┌──

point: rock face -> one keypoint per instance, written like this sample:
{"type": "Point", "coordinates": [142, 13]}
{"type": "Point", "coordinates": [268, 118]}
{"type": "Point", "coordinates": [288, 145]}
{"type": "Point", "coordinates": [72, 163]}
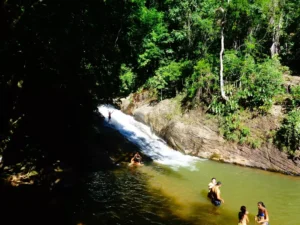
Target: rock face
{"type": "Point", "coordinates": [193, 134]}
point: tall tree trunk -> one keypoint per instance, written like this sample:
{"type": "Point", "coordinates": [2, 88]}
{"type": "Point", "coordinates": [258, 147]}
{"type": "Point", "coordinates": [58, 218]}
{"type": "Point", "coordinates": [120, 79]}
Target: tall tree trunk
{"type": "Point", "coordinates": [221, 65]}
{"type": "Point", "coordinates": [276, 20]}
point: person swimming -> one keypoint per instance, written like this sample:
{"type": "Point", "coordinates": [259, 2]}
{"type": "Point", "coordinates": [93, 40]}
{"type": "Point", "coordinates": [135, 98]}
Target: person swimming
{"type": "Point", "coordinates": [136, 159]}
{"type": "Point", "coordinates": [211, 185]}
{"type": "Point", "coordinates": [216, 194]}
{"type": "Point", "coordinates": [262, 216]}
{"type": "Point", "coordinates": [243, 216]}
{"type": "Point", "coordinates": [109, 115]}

└──
┌──

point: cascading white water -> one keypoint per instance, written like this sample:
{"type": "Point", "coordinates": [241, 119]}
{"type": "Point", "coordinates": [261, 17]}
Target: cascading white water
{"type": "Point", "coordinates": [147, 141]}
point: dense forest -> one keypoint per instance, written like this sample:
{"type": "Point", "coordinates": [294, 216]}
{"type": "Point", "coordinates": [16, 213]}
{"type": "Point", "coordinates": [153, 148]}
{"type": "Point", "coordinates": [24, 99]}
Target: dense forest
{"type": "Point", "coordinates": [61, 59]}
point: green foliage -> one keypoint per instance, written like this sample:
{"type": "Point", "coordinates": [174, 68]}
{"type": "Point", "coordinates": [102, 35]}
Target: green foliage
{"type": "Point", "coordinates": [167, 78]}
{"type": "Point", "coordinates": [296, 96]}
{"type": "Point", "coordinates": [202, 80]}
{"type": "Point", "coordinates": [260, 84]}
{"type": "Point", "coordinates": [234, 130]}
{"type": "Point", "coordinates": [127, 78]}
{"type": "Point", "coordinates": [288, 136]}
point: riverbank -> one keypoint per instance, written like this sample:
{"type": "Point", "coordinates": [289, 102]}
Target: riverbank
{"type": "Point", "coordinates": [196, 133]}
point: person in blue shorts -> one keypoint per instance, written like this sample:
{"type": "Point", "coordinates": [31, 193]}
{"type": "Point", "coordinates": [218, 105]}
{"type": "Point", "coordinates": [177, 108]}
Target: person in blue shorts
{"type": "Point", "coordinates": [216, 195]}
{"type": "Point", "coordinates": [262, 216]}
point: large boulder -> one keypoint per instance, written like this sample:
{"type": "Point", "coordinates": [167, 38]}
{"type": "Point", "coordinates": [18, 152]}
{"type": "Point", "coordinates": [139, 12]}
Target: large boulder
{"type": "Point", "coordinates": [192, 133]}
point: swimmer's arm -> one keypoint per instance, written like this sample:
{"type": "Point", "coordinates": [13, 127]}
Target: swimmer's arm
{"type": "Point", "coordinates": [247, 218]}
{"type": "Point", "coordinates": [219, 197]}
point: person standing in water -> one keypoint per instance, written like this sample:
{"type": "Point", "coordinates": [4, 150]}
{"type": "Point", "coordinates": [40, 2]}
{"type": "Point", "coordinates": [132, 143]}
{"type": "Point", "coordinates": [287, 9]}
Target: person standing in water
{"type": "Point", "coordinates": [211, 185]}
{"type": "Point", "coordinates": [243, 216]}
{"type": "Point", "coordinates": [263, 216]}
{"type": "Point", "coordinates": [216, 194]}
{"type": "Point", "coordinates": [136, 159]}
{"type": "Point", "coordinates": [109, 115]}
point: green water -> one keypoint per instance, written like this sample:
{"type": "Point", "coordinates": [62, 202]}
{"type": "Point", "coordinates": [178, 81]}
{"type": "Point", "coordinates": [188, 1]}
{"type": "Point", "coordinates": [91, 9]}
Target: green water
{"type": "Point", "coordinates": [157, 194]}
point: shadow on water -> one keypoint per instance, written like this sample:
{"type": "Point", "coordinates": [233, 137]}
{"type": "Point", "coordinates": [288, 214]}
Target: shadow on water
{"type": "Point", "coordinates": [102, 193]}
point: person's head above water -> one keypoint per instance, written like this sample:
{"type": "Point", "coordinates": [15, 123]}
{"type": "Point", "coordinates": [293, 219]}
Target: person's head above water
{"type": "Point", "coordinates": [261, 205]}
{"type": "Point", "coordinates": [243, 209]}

└──

* What you should do
Report every line in the entries above that contains the word "large", copying each such line in full. Count a line only when its capitalization matches.

* Task response
point: large boulder -> one keypoint per instance, written like this sample:
Target: large boulder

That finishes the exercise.